● TASK:
Search the data for the string "wheel" and copy each line in which it appears.

● RECORDED INFORMATION:
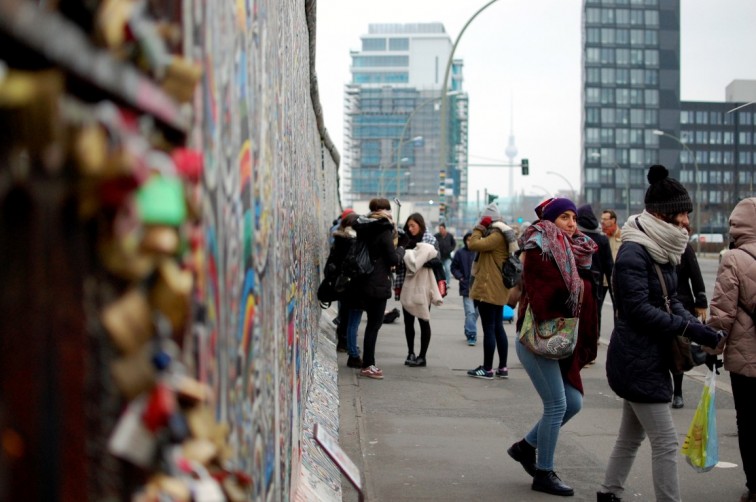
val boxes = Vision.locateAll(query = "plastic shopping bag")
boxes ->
[680,367,718,472]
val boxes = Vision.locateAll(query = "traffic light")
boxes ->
[521,158,529,176]
[487,194,498,204]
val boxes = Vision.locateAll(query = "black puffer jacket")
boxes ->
[353,213,402,300]
[607,242,700,403]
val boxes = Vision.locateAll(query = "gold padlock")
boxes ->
[161,57,203,103]
[182,438,217,465]
[150,259,193,336]
[110,343,157,399]
[71,123,108,176]
[101,288,153,355]
[141,225,180,255]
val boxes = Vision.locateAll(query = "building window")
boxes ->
[645,129,660,146]
[630,49,644,65]
[630,29,644,46]
[644,109,657,124]
[586,27,601,43]
[644,69,658,85]
[362,38,386,51]
[601,129,615,143]
[352,55,409,67]
[630,69,643,85]
[601,108,616,124]
[586,107,601,123]
[616,128,630,145]
[629,129,644,144]
[644,49,658,67]
[629,9,644,25]
[616,9,630,24]
[695,110,708,124]
[723,131,735,145]
[586,87,600,104]
[629,88,643,105]
[644,30,658,45]
[600,168,615,183]
[681,110,692,124]
[739,151,752,164]
[585,168,600,184]
[586,128,601,143]
[389,38,409,51]
[709,131,722,144]
[739,111,753,125]
[723,170,733,183]
[586,48,601,63]
[586,8,601,23]
[724,151,734,164]
[601,28,615,44]
[601,48,615,64]
[616,48,629,65]
[644,89,658,106]
[601,68,615,84]
[616,88,629,105]
[602,8,615,23]
[644,10,659,27]
[630,109,643,125]
[695,131,708,144]
[709,151,722,164]
[710,111,723,125]
[616,68,629,84]
[586,67,601,83]
[601,88,615,105]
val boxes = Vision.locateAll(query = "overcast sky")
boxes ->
[315,0,756,200]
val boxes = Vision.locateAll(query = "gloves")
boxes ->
[704,354,723,374]
[394,288,401,301]
[479,216,492,228]
[405,239,417,250]
[686,322,724,349]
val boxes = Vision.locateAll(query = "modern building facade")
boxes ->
[343,23,469,227]
[582,0,756,236]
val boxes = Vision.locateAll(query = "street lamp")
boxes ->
[438,0,501,219]
[546,171,577,202]
[653,129,701,252]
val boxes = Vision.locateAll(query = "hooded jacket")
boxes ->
[468,221,518,306]
[399,243,443,320]
[353,212,402,300]
[451,232,475,296]
[707,197,756,378]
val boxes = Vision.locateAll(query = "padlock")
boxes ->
[181,438,217,465]
[136,473,191,502]
[136,175,187,226]
[140,225,180,255]
[185,405,215,439]
[221,474,249,502]
[171,374,210,405]
[150,260,193,336]
[99,231,157,280]
[108,396,157,468]
[101,288,153,355]
[185,463,226,502]
[142,380,176,433]
[94,0,136,52]
[161,57,203,103]
[110,343,157,399]
[71,122,108,176]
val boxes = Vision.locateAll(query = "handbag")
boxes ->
[518,290,581,360]
[652,263,695,374]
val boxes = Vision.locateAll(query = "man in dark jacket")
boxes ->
[434,223,456,284]
[451,231,479,345]
[576,204,614,334]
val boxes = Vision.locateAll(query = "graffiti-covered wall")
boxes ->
[185,0,339,499]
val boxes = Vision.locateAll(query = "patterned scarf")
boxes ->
[621,210,689,265]
[519,220,598,314]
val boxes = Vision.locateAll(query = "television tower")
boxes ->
[504,97,518,198]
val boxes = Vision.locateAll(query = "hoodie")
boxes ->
[576,204,613,296]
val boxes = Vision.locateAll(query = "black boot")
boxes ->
[507,439,536,477]
[597,492,621,502]
[532,469,574,497]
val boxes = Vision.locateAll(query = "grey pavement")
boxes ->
[336,261,747,501]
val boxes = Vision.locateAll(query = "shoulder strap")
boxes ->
[737,247,756,263]
[652,262,672,314]
[735,248,756,318]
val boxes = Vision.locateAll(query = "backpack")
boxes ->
[501,254,522,289]
[335,236,374,292]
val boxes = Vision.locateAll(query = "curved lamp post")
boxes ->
[438,0,501,218]
[653,129,701,252]
[546,171,577,202]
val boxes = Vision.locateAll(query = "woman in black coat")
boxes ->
[352,198,403,379]
[598,166,724,502]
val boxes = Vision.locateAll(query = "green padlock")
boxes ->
[136,176,187,225]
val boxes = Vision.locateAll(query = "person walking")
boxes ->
[597,165,725,502]
[671,240,708,409]
[434,222,456,284]
[506,197,598,497]
[394,213,439,367]
[451,231,479,345]
[465,203,519,380]
[352,198,403,380]
[327,212,364,367]
[576,204,614,334]
[707,197,756,502]
[601,209,622,314]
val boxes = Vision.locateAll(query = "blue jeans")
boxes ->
[516,341,583,471]
[346,309,363,358]
[442,258,452,284]
[462,296,478,340]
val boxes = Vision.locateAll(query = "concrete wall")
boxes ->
[184,0,340,499]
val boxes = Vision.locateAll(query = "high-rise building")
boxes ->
[343,23,469,227]
[581,0,680,223]
[582,1,755,237]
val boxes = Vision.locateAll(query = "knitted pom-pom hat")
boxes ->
[644,164,693,215]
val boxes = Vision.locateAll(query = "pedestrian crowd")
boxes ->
[319,165,755,502]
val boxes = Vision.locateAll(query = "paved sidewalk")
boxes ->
[336,288,746,501]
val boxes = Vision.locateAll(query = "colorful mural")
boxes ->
[186,0,339,499]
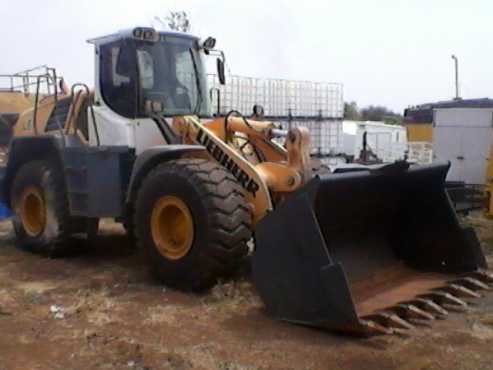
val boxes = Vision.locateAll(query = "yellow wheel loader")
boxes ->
[0,27,490,335]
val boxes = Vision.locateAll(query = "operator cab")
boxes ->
[88,27,223,119]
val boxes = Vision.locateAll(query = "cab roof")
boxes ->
[87,27,199,46]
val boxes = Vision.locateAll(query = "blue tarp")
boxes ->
[0,202,12,220]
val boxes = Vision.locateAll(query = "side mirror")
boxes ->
[201,37,216,51]
[217,58,226,85]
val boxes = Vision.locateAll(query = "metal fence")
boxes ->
[208,75,344,156]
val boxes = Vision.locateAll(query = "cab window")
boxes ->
[137,50,154,90]
[99,41,137,118]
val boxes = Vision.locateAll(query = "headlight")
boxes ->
[133,27,159,42]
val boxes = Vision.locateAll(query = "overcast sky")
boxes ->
[1,0,491,112]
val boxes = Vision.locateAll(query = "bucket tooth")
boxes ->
[470,270,493,284]
[394,304,435,320]
[408,318,433,327]
[444,284,481,298]
[442,303,468,313]
[358,320,394,336]
[365,311,415,331]
[453,277,491,291]
[421,291,468,307]
[410,298,448,318]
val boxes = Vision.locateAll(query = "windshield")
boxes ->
[135,36,210,117]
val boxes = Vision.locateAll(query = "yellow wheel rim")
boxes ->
[20,186,46,237]
[151,195,194,260]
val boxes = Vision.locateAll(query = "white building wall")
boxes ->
[433,108,493,184]
[343,120,408,162]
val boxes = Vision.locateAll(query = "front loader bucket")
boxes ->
[251,162,490,335]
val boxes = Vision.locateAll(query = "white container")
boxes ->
[433,108,493,184]
[343,120,408,163]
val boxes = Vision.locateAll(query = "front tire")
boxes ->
[10,160,73,255]
[135,159,252,290]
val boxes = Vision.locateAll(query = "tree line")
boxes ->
[344,102,403,125]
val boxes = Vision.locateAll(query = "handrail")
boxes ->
[32,74,46,135]
[13,65,49,75]
[65,90,82,136]
[31,68,63,138]
[33,75,48,135]
[70,83,100,146]
[0,67,61,94]
[48,68,64,142]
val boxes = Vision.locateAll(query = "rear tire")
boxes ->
[10,160,73,255]
[135,159,252,290]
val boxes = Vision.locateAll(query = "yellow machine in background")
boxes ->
[405,123,433,142]
[0,92,34,113]
[403,104,434,143]
[0,66,60,113]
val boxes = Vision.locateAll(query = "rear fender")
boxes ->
[1,136,63,205]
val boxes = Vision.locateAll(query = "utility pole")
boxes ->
[451,55,460,100]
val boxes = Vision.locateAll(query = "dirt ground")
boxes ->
[2,215,493,370]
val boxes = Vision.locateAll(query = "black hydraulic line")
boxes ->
[224,110,267,162]
[224,110,260,139]
[151,116,179,144]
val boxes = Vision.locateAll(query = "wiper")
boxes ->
[189,48,203,115]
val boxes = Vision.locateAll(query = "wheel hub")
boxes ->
[20,186,46,237]
[151,195,194,260]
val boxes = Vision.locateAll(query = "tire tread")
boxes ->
[134,158,252,290]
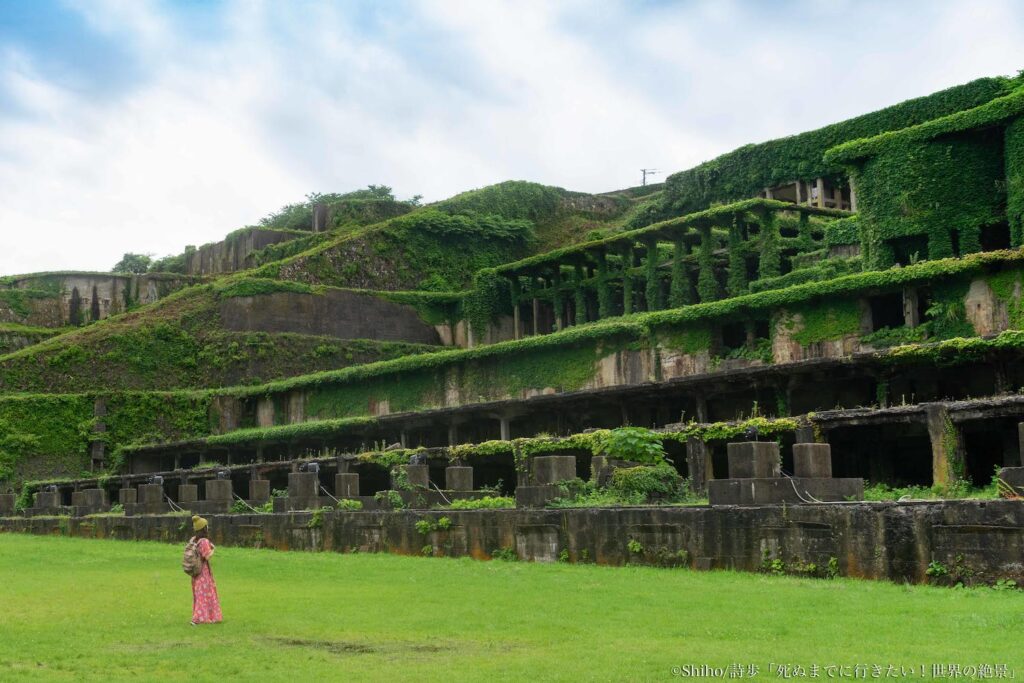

● REPLY:
val boxes = Vision.locateAll(query = "yellow wheel loader")
val boxes = Vision.locateAll(query = "yellow wheel rim")
val boxes = Vision.locateAll(query = "wheel hub")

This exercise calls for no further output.